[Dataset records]
<<<<
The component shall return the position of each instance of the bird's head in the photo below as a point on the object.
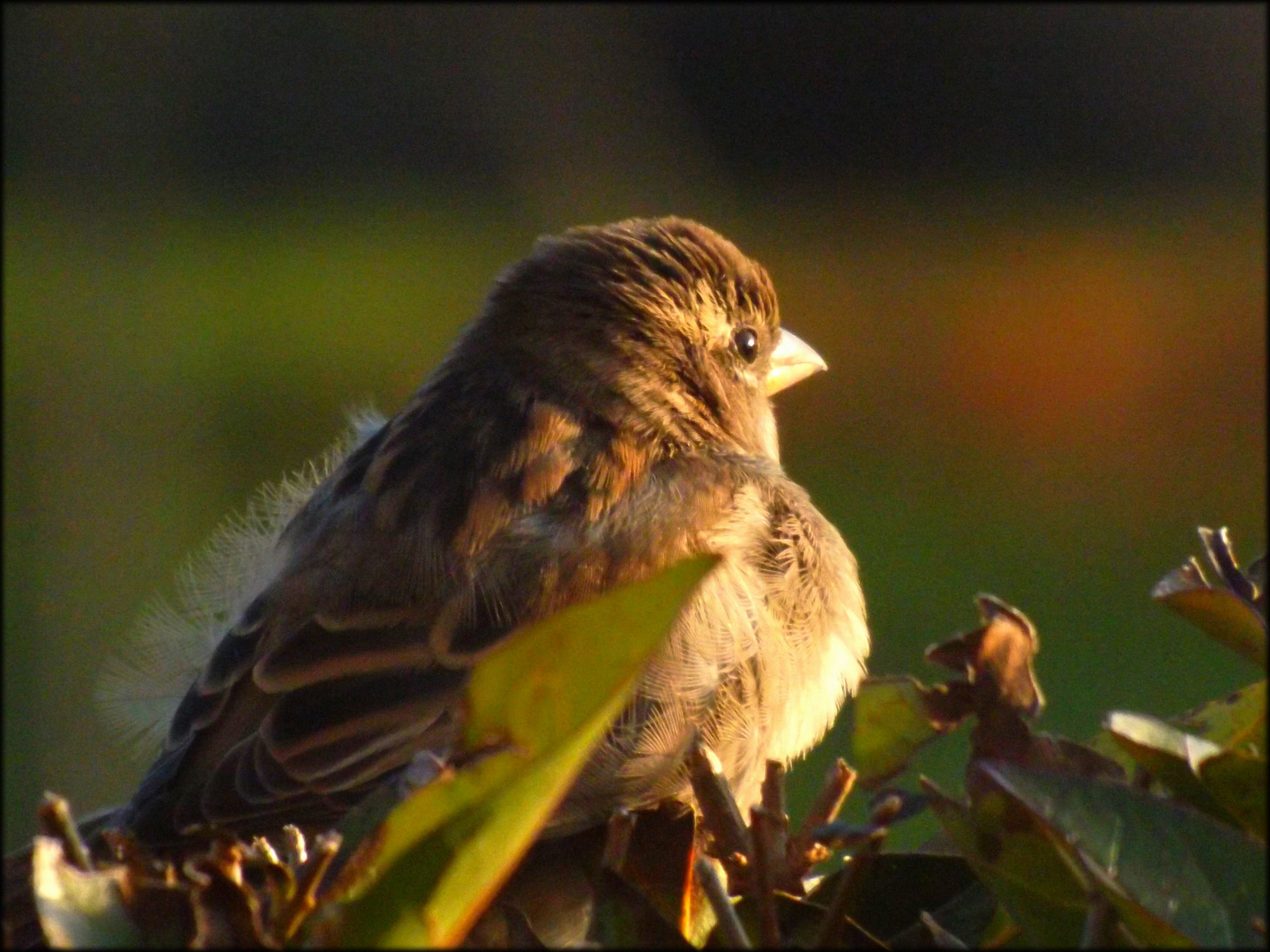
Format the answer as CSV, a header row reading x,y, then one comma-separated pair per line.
x,y
658,325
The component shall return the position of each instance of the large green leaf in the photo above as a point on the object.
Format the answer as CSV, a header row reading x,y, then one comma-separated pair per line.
x,y
79,909
1171,755
1238,784
1199,876
1237,720
1016,859
544,697
892,718
1218,612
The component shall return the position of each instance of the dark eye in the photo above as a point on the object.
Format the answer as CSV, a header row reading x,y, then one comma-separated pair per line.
x,y
747,344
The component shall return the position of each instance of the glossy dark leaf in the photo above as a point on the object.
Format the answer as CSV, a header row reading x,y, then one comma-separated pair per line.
x,y
1201,877
1015,857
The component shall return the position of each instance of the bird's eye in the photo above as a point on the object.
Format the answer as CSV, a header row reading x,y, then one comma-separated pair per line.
x,y
747,344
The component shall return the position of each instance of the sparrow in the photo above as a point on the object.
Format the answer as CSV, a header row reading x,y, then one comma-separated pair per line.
x,y
606,415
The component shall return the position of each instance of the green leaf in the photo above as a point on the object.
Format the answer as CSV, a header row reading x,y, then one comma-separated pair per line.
x,y
1146,926
550,693
1238,784
1237,721
79,909
892,718
1015,857
1169,755
1201,877
1220,614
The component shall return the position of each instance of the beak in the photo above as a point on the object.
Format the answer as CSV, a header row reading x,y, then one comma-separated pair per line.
x,y
793,360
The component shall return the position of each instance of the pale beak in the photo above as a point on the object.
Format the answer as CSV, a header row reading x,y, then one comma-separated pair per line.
x,y
793,360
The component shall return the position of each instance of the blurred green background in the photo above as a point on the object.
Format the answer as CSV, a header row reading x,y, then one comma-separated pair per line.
x,y
1030,242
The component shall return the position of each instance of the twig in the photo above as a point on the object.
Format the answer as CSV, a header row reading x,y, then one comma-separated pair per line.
x,y
941,937
719,813
305,897
56,822
764,882
804,850
832,926
1099,922
785,874
730,929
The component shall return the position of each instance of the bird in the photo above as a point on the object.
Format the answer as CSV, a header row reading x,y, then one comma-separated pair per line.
x,y
605,415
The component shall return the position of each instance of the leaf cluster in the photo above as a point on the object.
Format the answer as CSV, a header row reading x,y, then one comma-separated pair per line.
x,y
1151,833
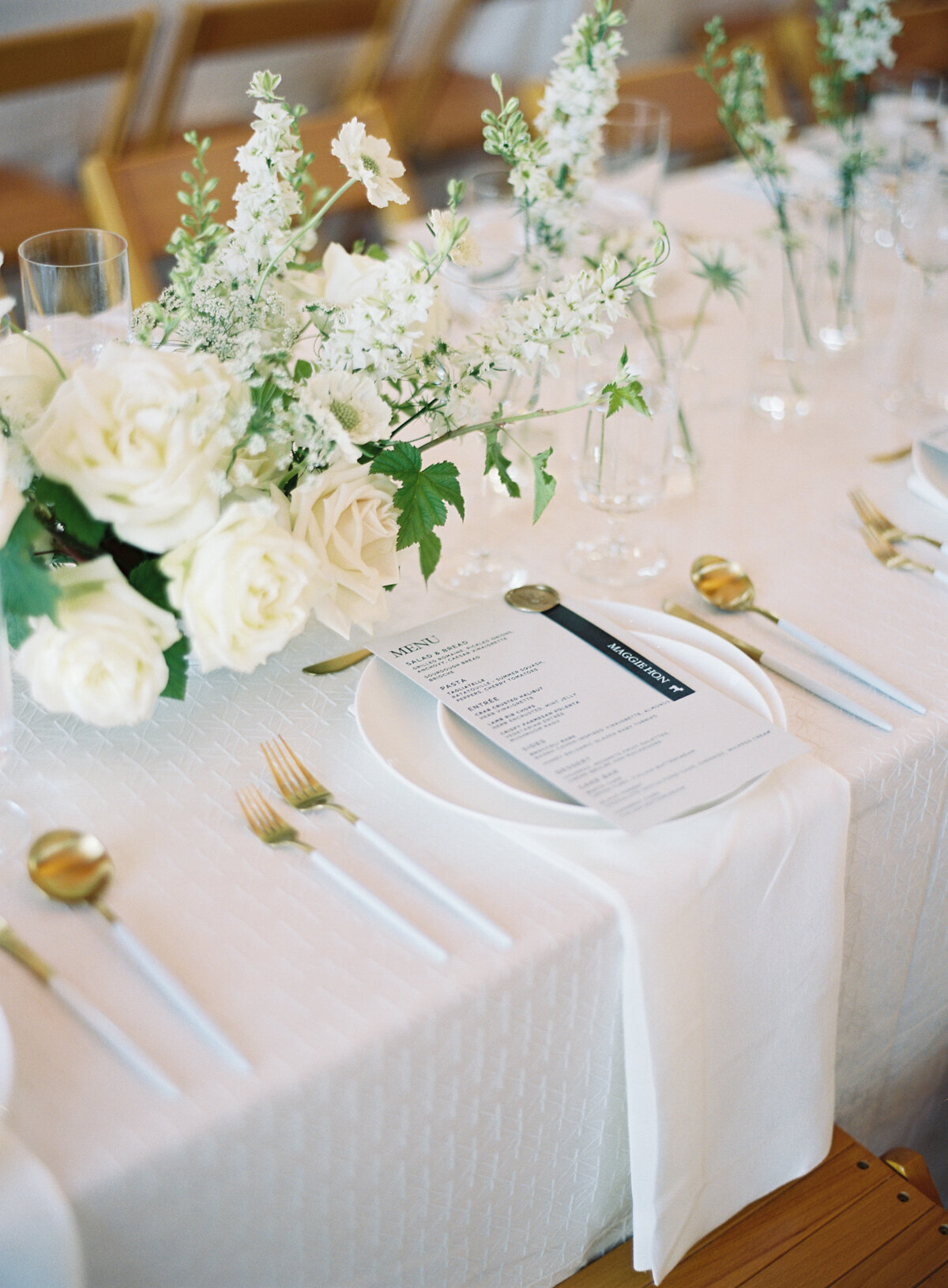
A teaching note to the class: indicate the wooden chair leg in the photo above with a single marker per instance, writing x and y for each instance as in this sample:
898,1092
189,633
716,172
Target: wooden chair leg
913,1167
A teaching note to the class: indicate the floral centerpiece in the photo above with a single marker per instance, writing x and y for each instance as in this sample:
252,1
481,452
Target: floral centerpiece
854,40
254,456
853,43
551,168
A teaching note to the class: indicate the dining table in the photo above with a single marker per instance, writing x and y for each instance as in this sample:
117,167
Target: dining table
464,1124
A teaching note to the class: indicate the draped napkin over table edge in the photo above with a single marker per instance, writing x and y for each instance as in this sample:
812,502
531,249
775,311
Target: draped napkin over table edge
732,930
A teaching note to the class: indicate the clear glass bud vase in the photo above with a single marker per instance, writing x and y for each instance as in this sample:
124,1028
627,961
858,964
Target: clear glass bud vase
782,335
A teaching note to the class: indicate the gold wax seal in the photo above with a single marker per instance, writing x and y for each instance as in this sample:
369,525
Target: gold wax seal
532,599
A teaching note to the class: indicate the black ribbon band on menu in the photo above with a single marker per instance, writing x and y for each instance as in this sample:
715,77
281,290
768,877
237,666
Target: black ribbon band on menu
619,652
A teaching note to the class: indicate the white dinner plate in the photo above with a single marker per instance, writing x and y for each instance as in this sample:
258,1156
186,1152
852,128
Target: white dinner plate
930,462
401,723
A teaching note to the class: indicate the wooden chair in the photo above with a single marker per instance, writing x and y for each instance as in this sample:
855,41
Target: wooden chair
120,47
697,135
438,110
249,24
136,194
852,1222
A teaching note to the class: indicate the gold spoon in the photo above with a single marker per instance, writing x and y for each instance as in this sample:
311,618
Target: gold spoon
725,585
75,867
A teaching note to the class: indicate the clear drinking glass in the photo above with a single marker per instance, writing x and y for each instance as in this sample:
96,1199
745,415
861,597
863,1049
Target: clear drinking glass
77,292
477,296
14,827
623,468
635,142
921,239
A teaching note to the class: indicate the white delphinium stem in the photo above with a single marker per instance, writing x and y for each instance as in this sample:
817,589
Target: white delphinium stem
551,173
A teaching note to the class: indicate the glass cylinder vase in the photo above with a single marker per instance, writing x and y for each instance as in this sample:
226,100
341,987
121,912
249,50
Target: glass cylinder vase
781,326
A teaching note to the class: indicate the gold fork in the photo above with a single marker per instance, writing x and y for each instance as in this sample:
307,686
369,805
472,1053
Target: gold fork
272,830
299,789
893,558
874,518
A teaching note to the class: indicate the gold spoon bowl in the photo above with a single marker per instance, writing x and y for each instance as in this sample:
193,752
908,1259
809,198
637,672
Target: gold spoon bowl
725,585
73,867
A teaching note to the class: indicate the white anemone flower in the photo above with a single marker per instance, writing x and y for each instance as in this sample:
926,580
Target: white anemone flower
367,160
355,405
465,251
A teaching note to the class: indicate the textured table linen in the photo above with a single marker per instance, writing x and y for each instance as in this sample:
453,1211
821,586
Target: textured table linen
732,922
408,1124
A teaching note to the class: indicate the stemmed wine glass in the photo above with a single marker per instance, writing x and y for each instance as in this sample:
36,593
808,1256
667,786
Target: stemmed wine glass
14,827
477,296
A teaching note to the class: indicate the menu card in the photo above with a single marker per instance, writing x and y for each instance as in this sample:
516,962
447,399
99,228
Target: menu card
608,720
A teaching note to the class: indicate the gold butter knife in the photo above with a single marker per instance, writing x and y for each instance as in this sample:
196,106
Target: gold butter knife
337,664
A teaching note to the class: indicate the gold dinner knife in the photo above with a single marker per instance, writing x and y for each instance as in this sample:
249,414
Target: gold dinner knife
337,664
788,672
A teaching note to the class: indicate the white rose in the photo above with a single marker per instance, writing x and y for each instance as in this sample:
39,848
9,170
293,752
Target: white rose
103,661
245,588
143,439
347,517
10,496
28,382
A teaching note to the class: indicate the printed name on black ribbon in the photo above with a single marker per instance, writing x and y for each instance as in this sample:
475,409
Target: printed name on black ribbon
619,652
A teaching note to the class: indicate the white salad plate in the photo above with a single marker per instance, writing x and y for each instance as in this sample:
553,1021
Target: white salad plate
447,759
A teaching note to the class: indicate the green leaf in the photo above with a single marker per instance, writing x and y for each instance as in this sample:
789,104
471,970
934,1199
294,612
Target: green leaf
177,658
496,460
149,580
625,396
28,586
69,510
429,554
544,484
421,500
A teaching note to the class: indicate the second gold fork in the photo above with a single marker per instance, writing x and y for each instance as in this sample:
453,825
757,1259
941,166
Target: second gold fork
874,518
302,790
893,558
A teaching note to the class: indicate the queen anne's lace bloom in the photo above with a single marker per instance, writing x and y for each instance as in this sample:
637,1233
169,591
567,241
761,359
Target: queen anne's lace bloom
863,38
367,160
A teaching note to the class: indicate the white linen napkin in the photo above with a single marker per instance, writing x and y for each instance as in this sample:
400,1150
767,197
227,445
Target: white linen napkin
732,924
929,480
39,1238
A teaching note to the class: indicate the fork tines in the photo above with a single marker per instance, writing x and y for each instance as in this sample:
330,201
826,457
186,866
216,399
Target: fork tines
258,812
289,772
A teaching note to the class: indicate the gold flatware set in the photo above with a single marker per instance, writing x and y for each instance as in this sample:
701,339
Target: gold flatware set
303,791
75,868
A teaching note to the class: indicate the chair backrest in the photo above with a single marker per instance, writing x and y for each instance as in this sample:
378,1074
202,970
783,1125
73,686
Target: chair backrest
230,28
690,104
136,194
118,47
923,43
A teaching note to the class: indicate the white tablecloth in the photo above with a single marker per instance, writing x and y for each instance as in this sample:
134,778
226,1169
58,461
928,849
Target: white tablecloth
>>>>
### Task
Filter the entries down to the lines containing "dark". Copy each of those lines.

### Completed exercise
The component shall return the position of each instance of the dark eye in the photo above as a point on the object.
The component shall return the position of each instance of the glossy dark leaf in the photo above as a point on the object.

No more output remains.